La madeja se desenreda cuando Luis Enrique Valdés, el director y guionista del corto, posa el vaso de cerveza en la mesa y entrecierra los ojos para contar la curiosidad que le despertó toda la vida el nombre de una ferretería junto a su casa, en la esquina de las calles Reina y Lealtad de la capital cubana.

“Feíto y cabezón”, dice. Y pronuncia “feíto” con su tilde y su acento cubano. Así se llamaba la ferretería. “Imaginé que el dueño tendría esas características físicas, pero nunca lo investigué”.

Por aquellas cosas del destino, que lo enmaraña todo, este licenciado en Artes Escénicas aterrizó en Barajas hace casi década y media huyendo del régimen castrista y acabó instalándose en el municipio vallisoletano de Urueña para ocupar el puesto de director de la Villa del Libro.

Y un día, cuenta, que goteaba el grifo de la cocina, se acordó de aquella tienda en la esquina y se lanzó al internet que en La Habana no tenía para saciar la sed y descubrir, sorprendido, en un foro, que alguien había escrito la respuesta a esa duda que le rondaba.

El dueño no era feo ni tenía grande la cabeza, pero se llamaba Nicolás Cabezón y provenía de una aldea vecina, que abandonó huyendo de la España franquista en los años de la posguerra.

“Es un pueblo que linda con Urueña, en el que ya casi no quedan vecinos, pero por donde yo había paseado con Baco, mi perro. No me lo podía creer”, dice.

“Aquí hay algo que contar”

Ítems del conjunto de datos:
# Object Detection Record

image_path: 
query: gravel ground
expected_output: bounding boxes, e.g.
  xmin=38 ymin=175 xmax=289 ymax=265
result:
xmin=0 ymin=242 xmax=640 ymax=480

◆ **PREGUNTAS DE COMPRENSIÓN**:
A: Responda las siguientes preguntas sobre el texto acerca de la ferretería «Feíto y cabezón»:
(i) ¿En qué esquina de La Habana se encontraba la ferretería?
(ii) ¿Qué puesto pasó a ocupar Luis Enrique Valdés en Urueña?
(iii) ¿Cómo se llama el perro con el que había paseado por el pueblo vecino?
B: Transcriba literalmente el pasaje del texto sobre la ferretería «Feíto y cabezón» que comienza con las palabras que contienen "Por aquellas cosas" y termina con "de la posguerra.".

◆ **RESULTADOS POR TAREA**:
A:
(i) En la esquina de las calles Reina y Lealtad.
(ii) El de director de la Villa del Libro.
(iii) Baco.

B:
Por aquellas cosas del destino, que lo enmaraña todo, este licenciado en Artes Escénicas aterrizó en Barajas hace casi década y media huyendo del régimen castrista y acabó instalándose en el municipio vallisoletano de Urueña para ocupar el puesto de director de la Villa del Libro.

Y un día, cuenta, que goteaba el grifo de la cocina, se acordó de aquella tienda en la esquina y se lanzó al internet que en La Habana no tenía para saciar la sed y descubrir, sorprendido, en un foro, que alguien había escrito la respuesta a esa duda que le rondaba.

El dueño no era feo ni tenía grande la cabeza, pero se llamaba Nicolás Cabezón y provenía de una aldea vecina, que abandonó huyendo de la España franquista en los años de la posguerra.